§ Consignes
Poursuivez l’article ci-dessous sur l’artisanat haïtien à la suite de sa dernière phrase, « Qu’en est-il exactement de la situation de l’artisanat haïtien ? ».

Remettre l’artisanat haïtien sur le marché mondial

Des données émanant de l’Organisation internationale du travail (OIT) informent que l’artisanat représente 25 % du PIB mondial et emploie plus de 500 millions de personnes, soit environ 15 % de la population active mondiale. En Haïti, l’originalité et la potentialité des artisans dépassent les frontières de ce pays où l’artisanat occupe une place prépondérante dans la culture haïtienne, symbolisée par son parcours historique, son syncrétisme religieux, son ingéniosité qui font de ce pays un creuset de créations artistiques et artisanales. Malheureusement, l’insécurité galopante ajoutée aux crises sociopolitiques intermittentes des quatre dernières décennies coupent Haïti du reste du monde et constituent des handicaps majeurs à l’évolution de ce qui vit majoritairement de l’activité touristique.
Deuxième employeur mondial, le secteur de l’artisanat a récolté 718 milliards de dollars sur le marché mondial au cours de l’année 2020, selon les statistiques de l’International Trade Center (ITC), un organisme qui supporte les PME. Un chiffre appelé à augmenter au regard de la croissance des ventes en ligne et du commerce électronique qui rendent les produits artisanaux de plus en plus accessibles, estime l’ITC. Ces données de l’OIT et de l’ITC pourraient porter à croire qu’Haïti, en tant que puissance artisanale notoire de la Région des Caraïbes, a bien tiré son épingle du jeu.
Qu’en est-il exactement de la situation de l’artisanat haïtien ?

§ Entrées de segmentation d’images
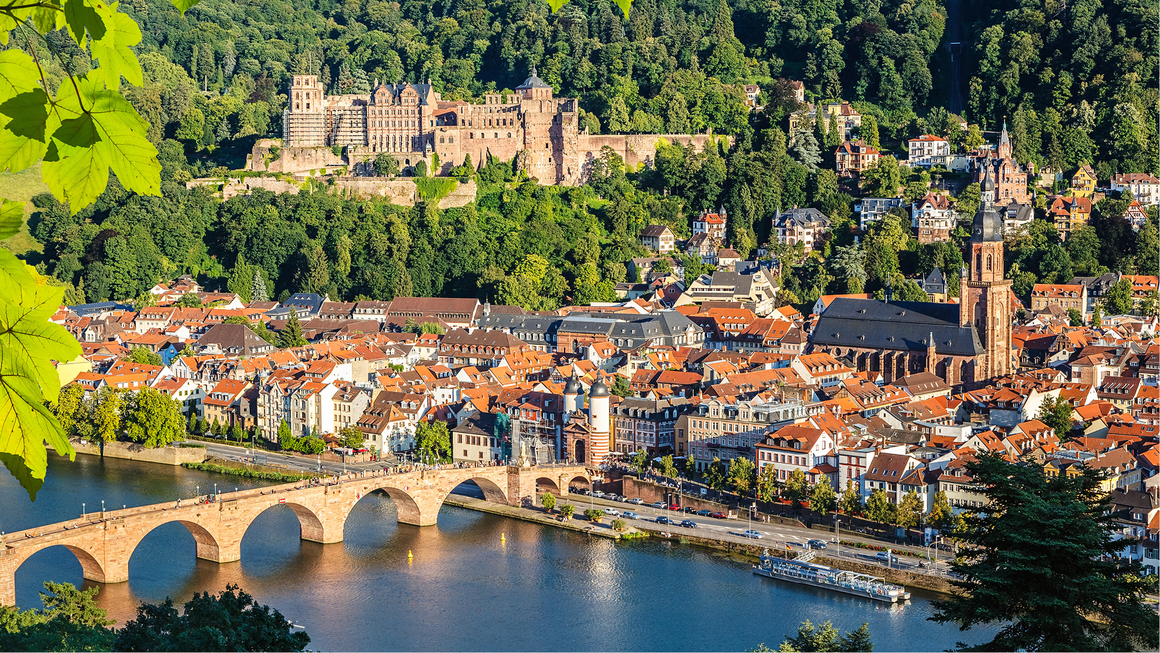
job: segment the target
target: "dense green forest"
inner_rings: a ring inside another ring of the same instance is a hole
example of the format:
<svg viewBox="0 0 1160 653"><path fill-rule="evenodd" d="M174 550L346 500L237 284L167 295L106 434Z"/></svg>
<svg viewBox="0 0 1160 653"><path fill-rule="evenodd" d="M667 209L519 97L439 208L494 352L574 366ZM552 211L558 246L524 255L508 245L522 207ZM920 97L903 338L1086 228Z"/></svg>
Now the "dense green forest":
<svg viewBox="0 0 1160 653"><path fill-rule="evenodd" d="M806 205L834 220L833 238L813 256L770 247L788 263L782 300L806 305L825 292L887 286L920 298L905 277L957 269L959 249L919 246L904 213L855 242L851 194L905 188L916 199L930 174L885 157L861 188L840 184L827 169L833 129L785 132L797 108L785 79L803 80L807 99L854 101L875 118L862 136L899 148L897 159L907 137L942 133L969 147L979 138L974 125L994 130L1006 116L1025 164L1068 174L1093 164L1104 181L1157 172L1154 1L971 2L959 85L970 130L947 110L943 0L637 0L628 17L612 2L586 0L556 14L538 0L204 0L184 16L164 0L135 0L122 9L143 27L145 81L124 90L160 150L162 196L140 197L114 180L72 217L48 195L35 199L30 228L44 254L32 262L70 286L72 302L131 299L183 273L248 298L260 270L273 297L478 296L548 309L611 299L612 284L633 281L626 262L645 254L637 235L646 223L687 234L690 216L724 206L730 244L747 256L769 242L778 209ZM67 37L57 32L50 43L74 72L87 70ZM476 97L517 85L531 65L558 93L581 96L594 131L711 128L734 144L662 146L655 167L643 170L606 153L580 188L537 186L510 161L477 162L485 164L471 170L477 202L447 211L336 197L325 186L223 203L182 183L238 167L255 138L277 135L293 72L319 74L332 93L367 92L374 79L429 79L445 97ZM746 110L740 82L761 86L766 110ZM970 219L977 184L957 204ZM1157 274L1148 255L1160 247L1155 217L1137 234L1125 206L1115 197L1099 203L1066 246L1043 220L1009 239L1016 292L1025 298L1036 282L1101 270ZM705 269L687 263L687 278Z"/></svg>

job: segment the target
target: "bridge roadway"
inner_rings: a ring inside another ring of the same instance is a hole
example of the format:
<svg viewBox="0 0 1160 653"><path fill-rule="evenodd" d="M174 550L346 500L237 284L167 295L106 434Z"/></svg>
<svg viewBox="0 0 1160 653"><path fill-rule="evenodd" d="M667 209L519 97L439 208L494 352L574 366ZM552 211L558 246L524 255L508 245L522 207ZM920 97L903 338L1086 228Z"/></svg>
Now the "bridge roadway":
<svg viewBox="0 0 1160 653"><path fill-rule="evenodd" d="M241 559L241 539L264 510L284 505L302 525L302 538L322 544L342 542L342 528L360 499L383 491L394 500L400 523L433 525L443 500L457 485L473 481L488 501L519 506L535 500L537 486L567 495L568 486L590 487L595 476L579 465L537 465L414 469L405 472L351 472L317 485L310 481L230 492L215 502L198 498L122 510L92 513L80 518L10 532L0 549L0 605L16 603L16 569L37 551L65 546L80 561L86 579L129 580L129 558L157 527L180 522L197 543L197 557L215 563Z"/></svg>

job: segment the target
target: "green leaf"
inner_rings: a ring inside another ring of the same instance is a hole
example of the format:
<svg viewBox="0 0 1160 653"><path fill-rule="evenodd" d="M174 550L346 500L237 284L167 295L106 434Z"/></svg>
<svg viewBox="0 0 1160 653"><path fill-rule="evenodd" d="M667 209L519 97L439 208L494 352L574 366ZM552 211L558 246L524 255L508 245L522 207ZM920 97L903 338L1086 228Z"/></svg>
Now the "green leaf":
<svg viewBox="0 0 1160 653"><path fill-rule="evenodd" d="M43 167L49 189L75 213L104 191L111 168L128 190L160 195L161 165L145 121L119 93L101 88L101 80L86 75L77 82L79 97L64 86L58 92L61 122Z"/></svg>
<svg viewBox="0 0 1160 653"><path fill-rule="evenodd" d="M116 12L113 7L113 21L106 24L104 37L89 43L93 57L100 60L97 72L104 75L104 86L116 90L121 86L122 75L133 86L142 85L142 66L137 56L130 50L142 41L142 30L131 17Z"/></svg>
<svg viewBox="0 0 1160 653"><path fill-rule="evenodd" d="M15 235L24 222L24 203L0 199L0 238Z"/></svg>
<svg viewBox="0 0 1160 653"><path fill-rule="evenodd" d="M104 38L106 26L113 23L113 12L100 0L65 0L64 20L77 45L85 46L85 30L94 39Z"/></svg>
<svg viewBox="0 0 1160 653"><path fill-rule="evenodd" d="M190 7L193 7L194 5L196 5L198 2L198 0L169 0L169 2L172 2L173 6L176 7L179 12L182 13L182 15L184 15L184 13Z"/></svg>
<svg viewBox="0 0 1160 653"><path fill-rule="evenodd" d="M39 84L36 61L22 50L0 52L0 102L32 90Z"/></svg>
<svg viewBox="0 0 1160 653"><path fill-rule="evenodd" d="M73 361L80 344L49 321L64 289L43 282L0 251L0 462L34 500L48 466L44 441L61 455L77 455L44 401L60 390L53 361Z"/></svg>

§ Réponse attendue
Haïti est dépositaire d’un artisanat riche et très original par sa diversité. Les artisans haïtiens travaillent indifféremment le bois, le métal, la pierre, la corne, les os, l’argile, le papier mâché, les fibres naturelles, la toile, les paillettes, etc., pour produire des pièces originales et de grande valeur. Quasiment chaque région du pays avait sa spécialité artisanale qui, comme des gènes familiaux, se transmet au fil des générations. Ainsi, les artisans de Léogâne excellent dans la sculpture sur pierre ; à Jacmel, la sculpture sur bois ; les artisans des zones côtières pratiquent souvent la vannerie ; à Kenscoff et à Camp-Perrin, on pratique la broderie ; à la Croix-des-Bouquets, le fer découpé, etc.
La production artisanale, jadis très importante, trouvait non seulement un marché local à travers le va-et-vient des touristes étrangers qui se plaisaient à venir se réchauffer au soleil, se baigner sur les plages haïtiennes, déguster les spécialités culinaires locales et s’approvisionner d’œuvres artisanales haïtiennes en ces temps-là où Haïti était une destination touristique favorite de la Caraïbe. Les décennies des années 60, 70 et 80 voyaient les beaux jours de l’artisanat haïtien où le marché local était très animé par la présence de beaucoup d’étrangers dans le pays qui arpentaient les galeries et marchés artisanaux pour faire leurs emplettes de cadeaux souvenirs à emporter en laissant le pays. En cette occasion particulière, rien ne valait mieux qu’une œuvre artisanale estampillée Made in Haïti.
Un peu plus tard, dans les années 90 et 2000, instabilité politique oblige, la manne touristique a commencé à déserter le pays. Avec l’absence de plus en ressentie des visiteurs étrangers et la production artisanale trop abondante pour les acheteurs locaux, des artisans haïtiens ont entrepris de traverser la frontière avec leurs œuvres pour les écouler sur le marché dominicain qui accapare désormais la majorité des visiteurs étrangers fuyant l’instabilité politique haïtienne. Les années qui suivent ont vu le déferlement des œuvres artisanales produites en Haïti sur les marchés caribéens plus solvables.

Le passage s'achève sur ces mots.